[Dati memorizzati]
=====

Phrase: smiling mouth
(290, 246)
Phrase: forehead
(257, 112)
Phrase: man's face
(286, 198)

=====

▶ **Scopo del compito**: Modifica tutti i record sostituendo "Phrase" con "Label" e lasciando invariato tutto il resto.

▶ **In risposta**:
Label: smiling mouth
(290, 246)
Label: forehead
(257, 112)
Label: man's face
(286, 198)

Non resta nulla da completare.